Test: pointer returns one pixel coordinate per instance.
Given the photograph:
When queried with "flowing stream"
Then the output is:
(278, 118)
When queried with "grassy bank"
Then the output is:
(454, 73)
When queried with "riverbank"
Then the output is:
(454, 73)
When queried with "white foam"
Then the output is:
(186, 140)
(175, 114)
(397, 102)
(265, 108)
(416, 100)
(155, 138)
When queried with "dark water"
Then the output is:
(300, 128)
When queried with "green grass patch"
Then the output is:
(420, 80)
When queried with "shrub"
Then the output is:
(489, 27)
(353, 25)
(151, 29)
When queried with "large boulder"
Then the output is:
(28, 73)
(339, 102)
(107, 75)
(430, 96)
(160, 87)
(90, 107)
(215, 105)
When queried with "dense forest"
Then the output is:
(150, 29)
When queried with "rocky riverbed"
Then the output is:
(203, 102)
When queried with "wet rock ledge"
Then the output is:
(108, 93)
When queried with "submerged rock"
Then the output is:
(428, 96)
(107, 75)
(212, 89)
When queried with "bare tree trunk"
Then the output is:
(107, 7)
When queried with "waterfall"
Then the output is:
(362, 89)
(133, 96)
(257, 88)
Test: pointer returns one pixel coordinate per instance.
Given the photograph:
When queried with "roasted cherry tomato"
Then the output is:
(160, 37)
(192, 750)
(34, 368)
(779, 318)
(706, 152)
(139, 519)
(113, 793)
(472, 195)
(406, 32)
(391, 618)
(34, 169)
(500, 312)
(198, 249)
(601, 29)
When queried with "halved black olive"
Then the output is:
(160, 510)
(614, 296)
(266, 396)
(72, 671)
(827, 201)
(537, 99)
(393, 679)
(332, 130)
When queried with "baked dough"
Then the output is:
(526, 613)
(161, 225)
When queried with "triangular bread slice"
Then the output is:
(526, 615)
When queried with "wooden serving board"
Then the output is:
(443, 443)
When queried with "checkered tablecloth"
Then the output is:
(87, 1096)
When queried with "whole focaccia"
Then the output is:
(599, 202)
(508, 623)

════════

=== What is needed ===
Reproduce all of the items above word for word, leaving nothing out and adding nothing.

=== Written reply ===
Test: pointer returns one pixel coordinate per instance.
Given the photograph:
When queried with "flowing stream"
Then the output is:
(278, 118)
When queried with "grassy bank"
Then the output is:
(454, 73)
When queried with "riverbank"
Then the output is:
(454, 73)
When queried with "white foam"
Then the output is:
(186, 140)
(175, 114)
(397, 102)
(265, 108)
(416, 100)
(155, 138)
When queried with "dark water"
Then the output is:
(300, 128)
When queried with "green grass patch"
Then the output is:
(420, 80)
When queried with "shrub"
Then the output is:
(489, 27)
(353, 25)
(151, 29)
When queried with "large boulder"
Then the output is:
(28, 73)
(339, 102)
(107, 75)
(430, 96)
(160, 87)
(90, 107)
(215, 105)
When queried with "dense forest"
Then the output is:
(150, 29)
When queried with "rocky riverbed"
Then the output is:
(203, 102)
When queried with "wet rock ledge"
Then the output is:
(108, 93)
When queried with "submerged rock"
Then the output is:
(428, 96)
(107, 75)
(212, 89)
When queried with "bare tree trunk"
Then the output is:
(107, 7)
When queried with "waterfall"
Then the output is:
(362, 89)
(133, 96)
(257, 88)
Test: pointer returns one pixel coordinate per instance.
Given the photograph:
When queried with "roasted cherry tomato"
Then the output is:
(160, 37)
(192, 750)
(34, 368)
(779, 318)
(706, 152)
(139, 519)
(113, 793)
(472, 195)
(406, 32)
(391, 618)
(34, 169)
(500, 312)
(198, 249)
(601, 29)
When queried with "halved black olive"
Then the output is:
(160, 510)
(614, 296)
(266, 396)
(72, 671)
(827, 201)
(537, 99)
(393, 679)
(332, 130)
When queried with "baked dough"
Then the output is:
(526, 613)
(161, 225)
When queried with "triangular bread slice"
Then the output is:
(526, 615)
When queried with "wooden serving board"
Then the output is:
(443, 443)
When queried with "checkered tablecloth"
Then the output is:
(87, 1096)
When queried with "whole focaccia"
Then the output is:
(599, 202)
(508, 623)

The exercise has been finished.